» Task details:
Among the entries that follow, the required portion opens with the line containing "Wanted | a point on the elastic" and closes with the line containing "Target | bare arm". Give that portion again exactly, and nothing else.

■ ■ ■

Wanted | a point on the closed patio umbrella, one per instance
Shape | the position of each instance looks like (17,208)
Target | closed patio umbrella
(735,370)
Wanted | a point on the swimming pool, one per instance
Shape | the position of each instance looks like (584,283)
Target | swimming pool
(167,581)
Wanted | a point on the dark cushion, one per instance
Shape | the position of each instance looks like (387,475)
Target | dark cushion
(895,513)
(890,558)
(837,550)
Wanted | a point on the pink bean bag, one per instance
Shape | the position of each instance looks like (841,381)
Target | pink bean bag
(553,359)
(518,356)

■ ■ ■

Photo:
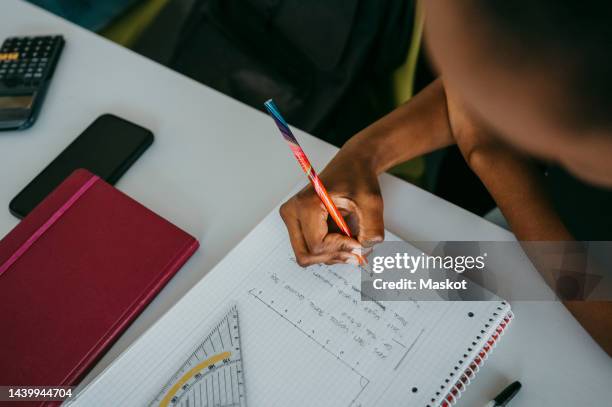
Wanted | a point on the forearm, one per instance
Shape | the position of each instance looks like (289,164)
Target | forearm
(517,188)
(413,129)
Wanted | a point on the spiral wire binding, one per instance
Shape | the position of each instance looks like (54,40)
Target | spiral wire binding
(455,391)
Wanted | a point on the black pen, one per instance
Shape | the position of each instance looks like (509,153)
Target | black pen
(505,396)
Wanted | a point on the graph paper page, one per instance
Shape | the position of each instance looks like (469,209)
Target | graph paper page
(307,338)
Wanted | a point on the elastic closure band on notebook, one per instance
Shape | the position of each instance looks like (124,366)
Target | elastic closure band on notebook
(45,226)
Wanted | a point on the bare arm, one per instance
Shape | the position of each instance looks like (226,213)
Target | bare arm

■ ■ ■

» Result of this exercise:
Wanted | a point on the elastic closure band on notebook, one per instance
Shape | the position of each instance looks like (124,366)
Target | elastic closure band on notebook
(45,226)
Wanted | a point on the bare arm, one per instance
Shape | the position of each instance looks like (226,213)
Target | bare arm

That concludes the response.